_Stated task_
Locate the line that contains "Q: For every instance of the green serrated", then copy it and all later lines of the data below exactly, through the last one.

(Location identification items)
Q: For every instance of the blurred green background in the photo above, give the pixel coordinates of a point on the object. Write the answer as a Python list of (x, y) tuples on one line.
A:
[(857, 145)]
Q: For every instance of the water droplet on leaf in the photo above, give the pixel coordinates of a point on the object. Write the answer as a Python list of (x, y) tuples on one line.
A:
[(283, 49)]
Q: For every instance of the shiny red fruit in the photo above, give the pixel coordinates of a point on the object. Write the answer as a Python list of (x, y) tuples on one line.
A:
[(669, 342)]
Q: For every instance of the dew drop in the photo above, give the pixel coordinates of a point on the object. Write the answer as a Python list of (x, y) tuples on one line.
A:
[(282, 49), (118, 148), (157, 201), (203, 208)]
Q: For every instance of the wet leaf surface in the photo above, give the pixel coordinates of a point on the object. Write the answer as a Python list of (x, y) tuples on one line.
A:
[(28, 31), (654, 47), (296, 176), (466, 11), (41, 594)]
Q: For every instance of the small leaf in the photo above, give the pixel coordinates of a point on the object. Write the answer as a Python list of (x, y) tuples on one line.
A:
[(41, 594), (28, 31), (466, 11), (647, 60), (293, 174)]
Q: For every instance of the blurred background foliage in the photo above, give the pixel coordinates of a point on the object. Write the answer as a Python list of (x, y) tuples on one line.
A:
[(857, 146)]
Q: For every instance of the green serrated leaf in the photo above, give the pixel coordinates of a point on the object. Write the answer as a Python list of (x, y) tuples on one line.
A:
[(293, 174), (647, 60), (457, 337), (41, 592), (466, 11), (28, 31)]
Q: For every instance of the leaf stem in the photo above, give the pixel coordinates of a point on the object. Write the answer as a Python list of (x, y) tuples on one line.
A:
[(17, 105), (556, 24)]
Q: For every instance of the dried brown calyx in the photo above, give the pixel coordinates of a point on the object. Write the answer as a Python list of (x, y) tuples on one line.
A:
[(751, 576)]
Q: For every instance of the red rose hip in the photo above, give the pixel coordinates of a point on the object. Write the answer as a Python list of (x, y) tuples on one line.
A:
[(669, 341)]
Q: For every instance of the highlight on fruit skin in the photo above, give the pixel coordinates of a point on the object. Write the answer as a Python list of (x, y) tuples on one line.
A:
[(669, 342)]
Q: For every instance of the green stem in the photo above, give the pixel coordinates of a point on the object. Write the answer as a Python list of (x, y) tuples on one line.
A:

_Solution below_
Q: For every instance of the green serrated leaf in the photo above, give the pixel coordinates of a point on the object. Write the answer as a Python list of (x, y) tuples on one line.
A:
[(293, 174), (647, 60), (457, 337), (41, 592), (466, 11), (28, 31)]
Q: For every instance of the leaf stem in the photo above, give the pixel coordinates of a point on the object. Write the answer as a Python list of (x, y) tuples on one line.
A:
[(17, 105), (556, 24)]
Q: For every instance of the dried brown calyx in the photo above, give the pixel coordinates of a point on the object. Write the answer as a Python list of (x, y) tuples on one line.
A:
[(751, 576)]
Q: For every instance of the red rose hip in the photo above, give the pixel coordinates of a point on the object. Write the answer as a Python list of (x, y) tuples on one line.
A:
[(669, 341)]
Q: For every instance of the highlight on fruit skin in the photo above, give the pixel coordinates of a point on the object. Write the answer as a Python list of (x, y) tuples on one line.
A:
[(669, 342)]
Q: For every instance of the green stem in the photo above, give the pixel coordinates of a point on the object. Write the answer as a Python list of (x, y) tuples on one line.
A:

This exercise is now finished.